168. Diritto di nomina di amministratori e sindaci da parte degli strumenti finanziari partecipativi (art. 2346, comma 6, e 2351, comma 5, c.c.)
Qualora agli strumenti finanziari partecipativi di cui all'art.
2346, comma 6, c.c., sia attribuito il diritto di nominare «un
componente indipendente del consiglio di amministrazione o del
consiglio di sorveglianza o [...] un sindaco», ai sensi dell'art.
2351, comma 5, c.c., lo statuto (o il regolamento allegato allo
statuto) può liberamente disciplinare le modalità con cui tale
diritto può essere esercitato, fermo restando il divieto di
attribuire agli strumenti finanziari partecipativi il diritto di
voto «nell'assemblea generale degli azionisti». È pertanto
possibile, ad esempio, che la decisione o la deliberazione degli
strumenti finanziari partecipativi dia luogo a una nomina
immediatamente efficace oppure che abbia ad oggetto una nomina i
cui effetti si producono contestualmente alla deliberazione
assembleare di nomina dei restanti membri del nuovo
organo.
Lo statuto (o il regolamento allegato allo statuto) può altresì
attribuire agli strumenti finanziari partecipativi il diritto di
nominare o di designare i componenti degli organi sociali che siano
eventualmente cessati dalla carica, per qualsivoglia motivo,
durante il mandato dell'organo di cui facevano parte.
In caso di emissione di diverse categorie di strumenti
finanziari partecipativi, lo statuto (o il regolamento allegato
allo statuto) può attribuire a ciascuna di esse il diritto di
nominare o di designare «un componente indipendente del consiglio
di amministrazione o del consiglio di sorveglianza o [...] un
sindaco», fermo restando che il numero totale dei membri di
spettanza degli strumenti finanziari partecipativi deve comunque
essere inferiore alla metà dei componenti del rispettivo
organo.
MOTIVAZIONE
L'art. 2351, comma 5, c.c. consente che agli strumenti
finanziari «forniti di diritti patrimoniali o anche di diritti
amministrativi» di cui all'art. 2346, comma 6, c.c. («s.f.p.») sia
«riservata, secondo modalità stabilite dallo statuto, la nomina di
un componente indipendente del consiglio di amministrazione o del
consiglio di sorveglianza o di un sindaco». Circa le modalità con
cui tale riserva possa attuarsi, null'altro si legge nel testo
normativo se non un pieno rinvio all'autonomia statutaria: la quale
può estrinsecarsi in plurime direzioni sia all'interno del
documento statutario (statuto in senso formale), sia all'interno di
apposito regolamento di disciplina degli s.f.p. approvato
dall'assemblea straordinaria e allegato, quale parte integrante, al
documento statutario (regolamento che appartiene pienamente allo
statuto in senso sostanziale), con il quale viene depositato nel
registro delle imprese. L'unico limite in proposito proviene
dall'art. 2346, comma 6, c.c., che esclude radicalmente «il voto
nell'assemblea generale degli azionisti».
Se, come pare corretto benché non pacifico, si interpreta tale
esclusione come inammissibilità del cumulo indifferenziato delle
presenze e dei voti relativi agli azionisti e ai titolari di s.f.p.

......

• Compiti da svolgere:
[a] Secondo la massima sul diritto di nomina degli strumenti finanziari partecipativi, quale limite deve rispettare il numero totale dei membri di spettanza di tali strumenti quando ne sono emesse diverse categorie?
[b] Trascrivi fedelmente un passo della massima sul diritto di nomina degli strumenti finanziari partecipativi: comincia dalle parole "Qualora agli strumenti" e fermati dopo "ai sensi dell'art.".
[c] Come prosegue la massima sul diritto di nomina degli strumenti finanziari partecipativi? Scrivine il seguito a partire dal punto in cui termina.

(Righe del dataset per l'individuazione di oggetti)
......

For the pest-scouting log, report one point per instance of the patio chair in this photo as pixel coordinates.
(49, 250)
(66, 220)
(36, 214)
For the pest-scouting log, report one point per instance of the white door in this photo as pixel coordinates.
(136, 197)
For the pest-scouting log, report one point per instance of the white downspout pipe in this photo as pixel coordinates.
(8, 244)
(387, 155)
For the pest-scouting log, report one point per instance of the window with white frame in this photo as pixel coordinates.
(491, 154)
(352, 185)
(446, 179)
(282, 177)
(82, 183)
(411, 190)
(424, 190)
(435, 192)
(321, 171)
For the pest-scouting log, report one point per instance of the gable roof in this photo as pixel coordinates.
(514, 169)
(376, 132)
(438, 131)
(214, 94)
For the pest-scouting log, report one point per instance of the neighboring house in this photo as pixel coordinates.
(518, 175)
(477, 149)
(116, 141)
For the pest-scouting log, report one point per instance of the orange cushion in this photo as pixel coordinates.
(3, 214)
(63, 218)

......

• Soluzioni degli esercizi:
[a] Deve essere inferiore alla metà dei componenti del rispettivo organo.

[b]
Qualora agli strumenti finanziari partecipativi di cui all'art.
2346, comma 6, c.c., sia attribuito il diritto di nominare «un
componente indipendente del consiglio di amministrazione o del
consiglio di sorveglianza o [...] un sindaco», ai sensi dell'art.

[c]
nel calcolo dei quorum costitutivi e deliberativi delle assemblee
degli azionisti, affinché restino distinte le decisioni imputabili
agli azionisti rispetto a quelle imputabili ai portatori di s.f.p.
anche quando l'effetto socialmente vincolante derivi dall'insieme
delle due decisioni (il che a sua volta risponde alla logica di
evitare che una deliberazione ordinariamente di competenza degli
azionisti sia adottata per volontà dei titolari di s.f.p. senza che
abbia riportato i consensi minimi degli azionisti richiesti dalla
legge), si possono, dunque, ipotizzare le seguenti
modalità:
(a) nomina diretta da parte dell'assemblea dei titolari di
s.f.p., con quorum liberamente definiti, destinata ad assumere
efficacia al momento dell'accettazione della carica, con sua
diretta pubblicità nel registro delle imprese;
(b) designazione, da parte dell'assemblea dei titolari di
s.f.p., di soggetto che l'assemblea degli azionisti nominerà nella
carica, se del caso includendolo nella rosa dei componenti
dell'organo insieme a quelli nominati dagli azionisti;
(c) nomina da parte dell'assemblea degli azionisti subordinata
nell'efficacia all'approvazione da parte dell'assemblea dei
titolari di s.f.p.;
(d) nomina diretta o designazione per la nomina o approvazione
di nomina, come nei punti che precedono, da effettuarsi dai
titolari di s.f.p. con modalità non collegiali di formazione della
loro decisione, quali il consenso espresso per iscritto, la
consultazione scritta, la volontà individuale preformata e
trasmessa per corrispondenza alla società in occasione delle
assemblee degli azionisti e/o la sua espressione in forma orale
durante lo svolgimento di quelle assemblee o direttamente (ove al
singolo titolare di s.f.p. sia a tal fine attribuito il diritto di
intervento) o mediante un rappresentante comune.
Libera deve ritenersi anche la scelta del criterio di
maggioranza (e di quale maggioranza) o di unanimità alla quale
improntare le decisioni dei titolari di s.f.p. al riguardo, senza
che rilevi la modalità collegiale o non collegiale della formazione
di tali decisioni.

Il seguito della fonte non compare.